Exercise passage:
---+---

Have you ever had an MRI? If so, you have Isador Rabi, Nobel laureate in physics, to thank. Rabi, the son of poor immigrants, reported that his mother made him a scientist. Every day when he returned home from school, rather than ask (as most mothers did), “What did you learn today?” Rabi’s mother asked, “Izzy, did you ask any good questions?”
At Passover family gatherings around the globe this week, the youngest child stood -- often on a chair -- and recited the Four Questions. Adults applauded approvingly, and the Passover seder proceeded for hours discussing, debating, and answering those questions and others generated along the way as we relive Redemption in an effort to bring it about. As a youngster, I wondered why asking the Four Questions -- written in the haggadah, learned by rote, and repeated verbatim every year -- figured so prominently in the seder service. As an adult, the reason is clear: Asking questions is as vitally important for Redemption as it is to science. Questioning is the beginning of wisdom.
Knowledge, progress and redemption depend upon our having the wisdom to ask the right questions.
The Catholic Church has announced that providing health insurance that covers the cost of contraceptives is a violation of its religious beliefs, since Catholic doctrine opposes the use of birth control. The religious beliefs and commitments of the people who happen to work at Catholic institutions (schools and hospitals, for example) is immaterial to them. The right of their employees to make personal health care decisions privately according to their own consciences and religious commitments -- a right afforded by the Constitution -- is similarly irrelevant to them. This is a hot button topic in the news as the country debates the Affordable Care Act. Here are questions to ask: Where in all this debate is discussion about health insurance providing vasectomies? Why is male birth control not being discussed? And if it’s not, then the issue is not really birth control.
Many conservatives have voiced vociferous opposition to abortion. The rhetoric has gotten pretty nasty. We’ve seen demonstrations, accusations, even attacks on clinics and physicians. Here are questions to ask: Have you seen any of those so vehemently opposed to abortion campaigning for safe, effective, and available contraception? Have you seen any of them lining up to adopt unwanted babies? If not, then the issue is not really abortion.
So here’s my question: What is the real agenda of those who would deny women their constitutional rights to contraception and abortion services? It’s not about when life begins, or the rights of a fetus, or what “be fertile and increase” means. It’s about a full-throttle regressive effort in America at the beginning of the 21st century to return to a time when men, and not women, had command of women’s bodies and procreation.
Clearly, both men and women are affected by the availability of safe contraception and abortion, but certainly not equally. Birth control and abortion have empowered women to make choices that have enabled them to move into the public sphere, wielding influence and power.
The spectacle of an all-male clergy panel appearing before the House Committee on Oversight and Government Reform hearing on the contraceptive coverage rule is not merely shocking; it’s alarming and shameful.
Have we stepped into a perverse time machine and returned to an age in which male clerics -- some of whom were celibate! -- made life decisions about women’s bodies? From all appearances, that is the direction many would like to move. We’ll need to rewrite the lyrics for the Weather Girls’ 1982 hit, “It’s Raining Men.” The new version will be entitled, “It’s Reigning Men.”
Redemption is the singularly most important message of Passover. We re-enact our ancestors' redemption to remind ourselves that however bad things get redemption is possible. It is possible to rise from a place of vulnerability, weakness, and suffering, to a place of strength and healing. The Egyptians controlled the bodies and productivity of the Israelite slaves. It is time -- alas, still -- to redeem women’s rights over their own bodies and reproduction.

---+---

Task to complete: From the essay on Passover and asking questions, reproduce word for word the part that opens with the words containing "At Passover family" and closes with "beginning of wisdom.".

---+---

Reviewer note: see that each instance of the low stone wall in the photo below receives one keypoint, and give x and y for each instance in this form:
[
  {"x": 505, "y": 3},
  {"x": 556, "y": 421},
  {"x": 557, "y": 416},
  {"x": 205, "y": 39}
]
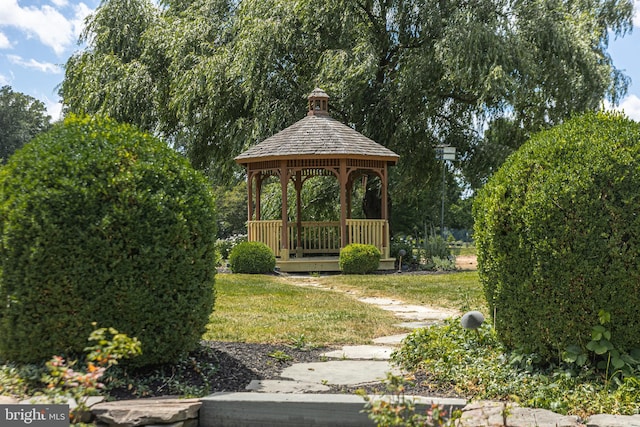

---+---

Response:
At Passover family gatherings around the globe this week, the youngest child stood -- often on a chair -- and recited the Four Questions. Adults applauded approvingly, and the Passover seder proceeded for hours discussing, debating, and answering those questions and others generated along the way as we relive Redemption in an effort to bring it about. As a youngster, I wondered why asking the Four Questions -- written in the haggadah, learned by rote, and repeated verbatim every year -- figured so prominently in the seder service. As an adult, the reason is clear: Asking questions is as vitally important for Redemption as it is to science. Questioning is the beginning of wisdom.